He added: “If somebody comes up with a genius plan, maybe we’ll think about it. Right now, we’re just very happy with what the movie did. There are so many sequels that don’t match up to the original one. There are obvious ones that did, but on the whole, I think it’s a dangerous territory.”

Discussing the film’s success, he added: “It was extraordinary. There was the Golden Globes and the BAFTAs and then the Oscars! We thought, ‘Hey, we’ll take it!’

“It was a great ride, but it wasn’t our world. Our world is the rock and roll world. It was fascinating and very interesting to be involved. When the movie got four Oscars, it took a while for that to sink in. Mind you, they didn’t give Brian [May, guitar] and me any. That’s okay, though.”

Talk of a potential sequel has swirled since 2019 when Rudi Dolezal, the director of many Queen music videos, said that there had been internal talk about a possible second film.

━━━━━━━━━━━━━━━━

* [Parts of the exercise]:
1 - Copy the stretch of the passage on a possible Queen film sequel from "Discussing the film’s" through "possible second film.", keeping every word and mark unchanged.
2 - Carry on the passage on a possible Queen film sequel, beginning right after its last sentence.

━━━━━━━━━━━━━━━━

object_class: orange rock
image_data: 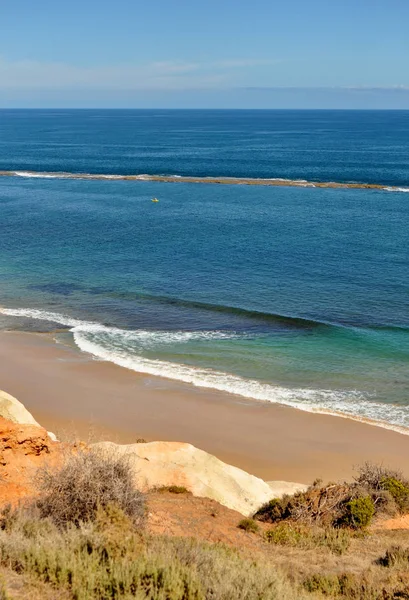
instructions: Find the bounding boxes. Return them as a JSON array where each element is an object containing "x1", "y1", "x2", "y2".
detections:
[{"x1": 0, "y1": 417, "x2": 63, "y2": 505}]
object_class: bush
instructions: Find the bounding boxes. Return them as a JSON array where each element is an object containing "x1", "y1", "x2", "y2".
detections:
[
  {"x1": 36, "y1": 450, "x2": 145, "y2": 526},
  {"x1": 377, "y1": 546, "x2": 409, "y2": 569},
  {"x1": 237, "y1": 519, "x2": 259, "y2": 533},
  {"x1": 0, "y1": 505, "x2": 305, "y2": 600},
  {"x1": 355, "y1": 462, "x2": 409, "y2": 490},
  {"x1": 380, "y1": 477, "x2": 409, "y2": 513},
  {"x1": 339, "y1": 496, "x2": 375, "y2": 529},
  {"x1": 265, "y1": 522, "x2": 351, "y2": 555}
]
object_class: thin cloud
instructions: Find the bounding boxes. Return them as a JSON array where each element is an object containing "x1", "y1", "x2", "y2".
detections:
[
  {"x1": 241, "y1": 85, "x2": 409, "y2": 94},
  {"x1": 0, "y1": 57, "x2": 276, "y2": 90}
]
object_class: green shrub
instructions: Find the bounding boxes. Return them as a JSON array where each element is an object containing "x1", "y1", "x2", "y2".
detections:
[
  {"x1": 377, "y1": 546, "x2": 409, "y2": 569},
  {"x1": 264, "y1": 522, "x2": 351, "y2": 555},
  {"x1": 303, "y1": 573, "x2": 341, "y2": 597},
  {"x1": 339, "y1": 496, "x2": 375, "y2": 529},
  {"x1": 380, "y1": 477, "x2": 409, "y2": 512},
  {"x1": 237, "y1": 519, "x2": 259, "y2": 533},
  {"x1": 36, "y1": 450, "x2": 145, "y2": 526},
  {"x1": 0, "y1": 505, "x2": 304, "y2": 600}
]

━━━━━━━━━━━━━━━━

* [Answers by item]:
1 -
Discussing the film’s success, he added: “It was extraordinary. There was the Golden Globes and the BAFTAs and then the Oscars! We thought, ‘Hey, we’ll take it!’

“It was a great ride, but it wasn’t our world. Our world is the rock and roll world. It was fascinating and very interesting to be involved. When the movie got four Oscars, it took a while for that to sink in. Mind you, they didn’t give Brian [May, guitar] and me any. That’s okay, though.”

Talk of a potential sequel has swirled since 2019 when Rudi Dolezal, the director of many Queen music videos, said that there had been internal talk about a possible second film.

2 -
It was suggested that the film could potentially focus on the years leading up to Freddie Mercury’s tragic passing in November 1991.

Although Bohemian Rhapsody depicts Mercury being diagnosed with AIDS prior to his band’s Live Aid performance, in actual fact it’s believed that he first found out about his diagnosis later, in April 1987.

Two months ago, guitarist Brian May also ruled out a follow-up film, telling Rolling Stone: “Don’t think we didn’t think about it. We’ve talked. Basically, we think not, at the moment. Things could change, I suppose, but I think it would be difficult.”